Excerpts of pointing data
# # #

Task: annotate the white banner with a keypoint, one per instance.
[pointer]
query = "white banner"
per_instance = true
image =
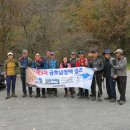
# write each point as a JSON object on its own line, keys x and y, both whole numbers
{"x": 60, "y": 78}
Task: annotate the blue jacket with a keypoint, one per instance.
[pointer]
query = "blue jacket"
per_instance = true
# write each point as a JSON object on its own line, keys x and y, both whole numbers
{"x": 52, "y": 64}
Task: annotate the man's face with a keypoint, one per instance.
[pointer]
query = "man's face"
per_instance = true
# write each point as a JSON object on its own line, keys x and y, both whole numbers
{"x": 107, "y": 56}
{"x": 48, "y": 53}
{"x": 25, "y": 55}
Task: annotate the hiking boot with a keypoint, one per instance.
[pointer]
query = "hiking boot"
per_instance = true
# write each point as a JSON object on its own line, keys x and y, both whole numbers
{"x": 13, "y": 95}
{"x": 43, "y": 96}
{"x": 86, "y": 97}
{"x": 118, "y": 100}
{"x": 107, "y": 98}
{"x": 55, "y": 94}
{"x": 37, "y": 96}
{"x": 112, "y": 100}
{"x": 72, "y": 96}
{"x": 99, "y": 99}
{"x": 93, "y": 98}
{"x": 121, "y": 102}
{"x": 24, "y": 95}
{"x": 66, "y": 95}
{"x": 30, "y": 95}
{"x": 7, "y": 97}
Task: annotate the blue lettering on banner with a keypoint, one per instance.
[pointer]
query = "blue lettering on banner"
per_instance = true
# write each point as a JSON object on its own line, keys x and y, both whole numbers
{"x": 65, "y": 72}
{"x": 70, "y": 71}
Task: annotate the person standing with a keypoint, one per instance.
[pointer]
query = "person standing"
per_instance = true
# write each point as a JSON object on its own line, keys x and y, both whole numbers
{"x": 97, "y": 64}
{"x": 74, "y": 63}
{"x": 109, "y": 73}
{"x": 46, "y": 59}
{"x": 53, "y": 64}
{"x": 83, "y": 93}
{"x": 10, "y": 66}
{"x": 38, "y": 63}
{"x": 121, "y": 64}
{"x": 65, "y": 64}
{"x": 25, "y": 62}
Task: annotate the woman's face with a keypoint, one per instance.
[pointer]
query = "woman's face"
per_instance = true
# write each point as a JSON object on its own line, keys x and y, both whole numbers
{"x": 65, "y": 60}
{"x": 107, "y": 56}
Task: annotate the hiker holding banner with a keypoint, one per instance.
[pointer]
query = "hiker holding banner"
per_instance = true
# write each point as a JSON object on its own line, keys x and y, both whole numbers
{"x": 25, "y": 62}
{"x": 97, "y": 64}
{"x": 65, "y": 64}
{"x": 10, "y": 66}
{"x": 74, "y": 63}
{"x": 38, "y": 63}
{"x": 52, "y": 64}
{"x": 83, "y": 93}
{"x": 110, "y": 74}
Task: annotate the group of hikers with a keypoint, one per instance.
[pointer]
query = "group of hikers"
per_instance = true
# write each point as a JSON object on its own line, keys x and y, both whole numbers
{"x": 105, "y": 67}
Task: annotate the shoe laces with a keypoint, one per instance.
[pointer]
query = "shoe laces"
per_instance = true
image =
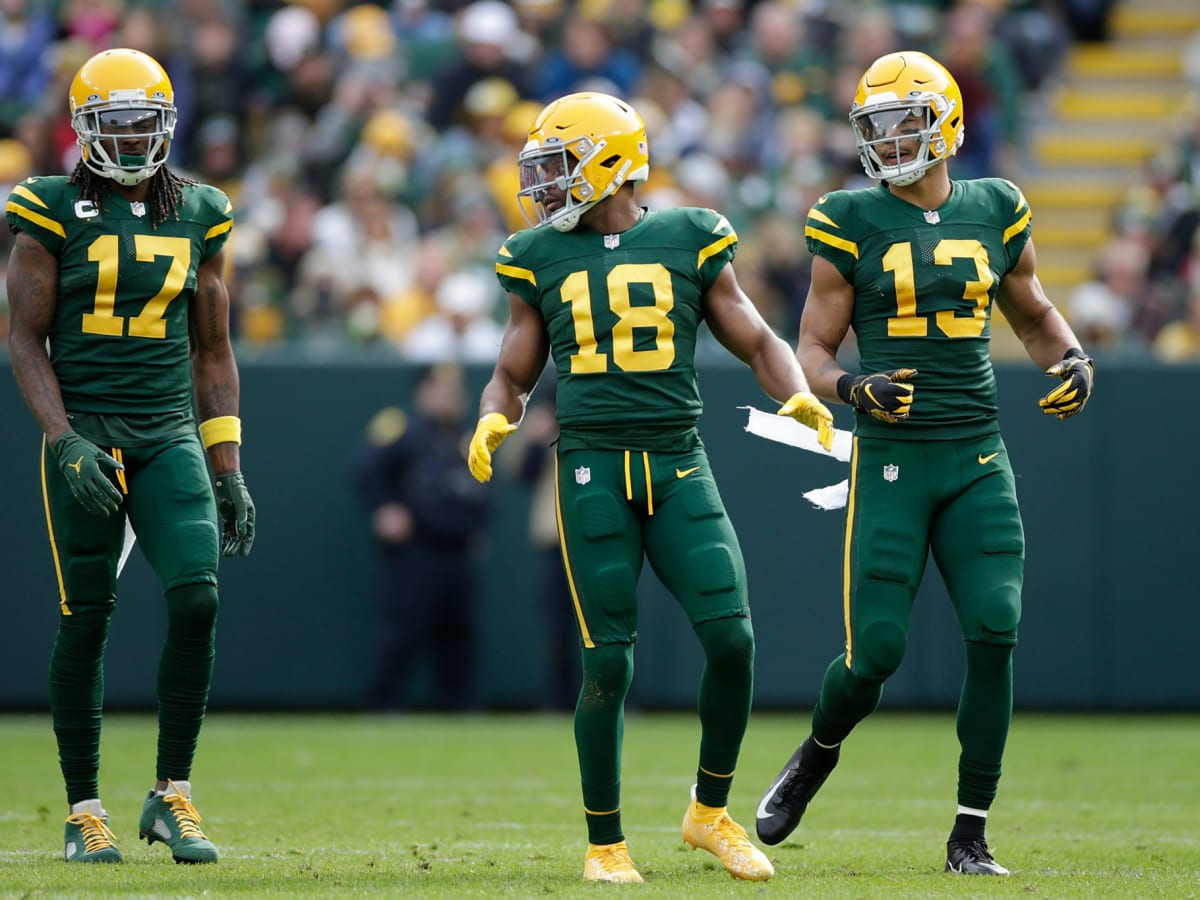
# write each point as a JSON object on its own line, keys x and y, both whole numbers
{"x": 95, "y": 833}
{"x": 185, "y": 814}
{"x": 615, "y": 858}
{"x": 976, "y": 849}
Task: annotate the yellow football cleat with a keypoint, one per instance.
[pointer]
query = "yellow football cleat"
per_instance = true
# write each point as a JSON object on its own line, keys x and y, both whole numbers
{"x": 712, "y": 828}
{"x": 610, "y": 862}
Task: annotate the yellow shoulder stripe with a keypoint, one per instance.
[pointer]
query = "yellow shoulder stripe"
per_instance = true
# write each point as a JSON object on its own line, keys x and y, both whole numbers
{"x": 832, "y": 240}
{"x": 715, "y": 247}
{"x": 24, "y": 192}
{"x": 822, "y": 217}
{"x": 219, "y": 229}
{"x": 516, "y": 271}
{"x": 49, "y": 225}
{"x": 1017, "y": 227}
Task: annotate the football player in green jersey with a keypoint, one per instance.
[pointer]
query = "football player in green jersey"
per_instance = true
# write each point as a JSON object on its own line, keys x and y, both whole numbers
{"x": 913, "y": 267}
{"x": 120, "y": 316}
{"x": 617, "y": 294}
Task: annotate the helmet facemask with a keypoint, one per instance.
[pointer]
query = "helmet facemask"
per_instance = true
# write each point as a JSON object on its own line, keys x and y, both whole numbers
{"x": 900, "y": 139}
{"x": 582, "y": 149}
{"x": 102, "y": 126}
{"x": 552, "y": 173}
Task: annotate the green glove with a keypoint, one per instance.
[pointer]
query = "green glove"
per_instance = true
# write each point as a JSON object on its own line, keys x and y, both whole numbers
{"x": 885, "y": 395}
{"x": 81, "y": 462}
{"x": 237, "y": 514}
{"x": 1068, "y": 399}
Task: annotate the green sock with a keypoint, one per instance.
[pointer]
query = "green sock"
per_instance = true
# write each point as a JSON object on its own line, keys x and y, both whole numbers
{"x": 599, "y": 730}
{"x": 726, "y": 691}
{"x": 985, "y": 711}
{"x": 845, "y": 700}
{"x": 77, "y": 697}
{"x": 185, "y": 673}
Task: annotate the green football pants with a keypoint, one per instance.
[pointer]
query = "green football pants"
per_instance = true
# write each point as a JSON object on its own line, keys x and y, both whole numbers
{"x": 907, "y": 498}
{"x": 168, "y": 498}
{"x": 618, "y": 508}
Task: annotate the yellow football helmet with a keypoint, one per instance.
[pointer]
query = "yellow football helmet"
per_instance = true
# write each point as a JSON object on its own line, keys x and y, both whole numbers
{"x": 903, "y": 97}
{"x": 585, "y": 145}
{"x": 118, "y": 94}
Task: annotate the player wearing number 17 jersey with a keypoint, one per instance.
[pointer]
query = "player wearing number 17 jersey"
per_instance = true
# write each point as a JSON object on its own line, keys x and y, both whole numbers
{"x": 617, "y": 294}
{"x": 119, "y": 316}
{"x": 915, "y": 265}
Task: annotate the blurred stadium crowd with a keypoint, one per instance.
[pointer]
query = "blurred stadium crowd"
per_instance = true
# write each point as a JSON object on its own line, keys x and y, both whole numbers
{"x": 370, "y": 149}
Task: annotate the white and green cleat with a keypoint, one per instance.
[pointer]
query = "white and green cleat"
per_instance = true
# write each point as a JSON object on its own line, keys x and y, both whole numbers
{"x": 87, "y": 837}
{"x": 169, "y": 816}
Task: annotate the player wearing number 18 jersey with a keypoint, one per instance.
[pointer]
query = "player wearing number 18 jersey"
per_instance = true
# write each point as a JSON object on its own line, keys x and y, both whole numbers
{"x": 915, "y": 267}
{"x": 617, "y": 294}
{"x": 119, "y": 316}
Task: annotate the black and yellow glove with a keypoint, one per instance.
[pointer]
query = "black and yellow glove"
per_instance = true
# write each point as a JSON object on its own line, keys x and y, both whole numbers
{"x": 885, "y": 395}
{"x": 1077, "y": 373}
{"x": 83, "y": 466}
{"x": 237, "y": 514}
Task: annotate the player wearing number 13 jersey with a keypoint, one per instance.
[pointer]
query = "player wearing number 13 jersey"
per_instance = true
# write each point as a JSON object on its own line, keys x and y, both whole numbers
{"x": 119, "y": 316}
{"x": 915, "y": 267}
{"x": 617, "y": 294}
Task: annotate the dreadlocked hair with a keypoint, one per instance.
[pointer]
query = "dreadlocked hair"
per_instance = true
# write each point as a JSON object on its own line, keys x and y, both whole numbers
{"x": 166, "y": 191}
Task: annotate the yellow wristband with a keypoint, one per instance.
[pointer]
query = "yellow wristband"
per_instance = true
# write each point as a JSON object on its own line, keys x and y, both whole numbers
{"x": 222, "y": 430}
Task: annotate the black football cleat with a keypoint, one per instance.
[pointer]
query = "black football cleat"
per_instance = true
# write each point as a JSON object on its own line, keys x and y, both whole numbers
{"x": 783, "y": 807}
{"x": 971, "y": 858}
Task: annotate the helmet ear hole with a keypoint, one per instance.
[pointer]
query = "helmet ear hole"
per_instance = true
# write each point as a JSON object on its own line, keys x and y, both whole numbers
{"x": 897, "y": 83}
{"x": 113, "y": 96}
{"x": 603, "y": 142}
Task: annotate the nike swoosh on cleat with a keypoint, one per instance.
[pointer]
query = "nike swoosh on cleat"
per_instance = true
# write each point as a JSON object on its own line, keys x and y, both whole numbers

# # #

■ BRIEF ■
Quote the stretch of the listing from the line containing "Task: annotate the yellow wristband" through the end of the listing, word for word.

■ TASK ANSWER ■
Task: annotate the yellow wristband with a keypoint, one per instance.
[pointer]
query = "yellow wristband"
per_instance = true
# write each point as a JSON object on its own line, keys x and y, both whole numbers
{"x": 222, "y": 430}
Task: annotate the black football cleat with a keypoint, one per instance.
[pointer]
query = "black football cleat"
per_instance = true
# write each point as a JSON object on its own line, keys x and y, both whole numbers
{"x": 783, "y": 807}
{"x": 971, "y": 858}
Task: annotate the helmet ear hole with a keypoint, one per instance.
[pointer]
query = "helmet ear hole"
per_instance = true
# write each point as a JSON object on its own line, keys x and y, both whole numbers
{"x": 897, "y": 83}
{"x": 113, "y": 96}
{"x": 603, "y": 142}
Task: annotate the nike swoosh on cleat with a keypoint, one per instance.
[pointer]
query = "nike swoosh on cleat"
per_instance = true
# write each point as a JSON object on its own line, keys x and y, both whole numbers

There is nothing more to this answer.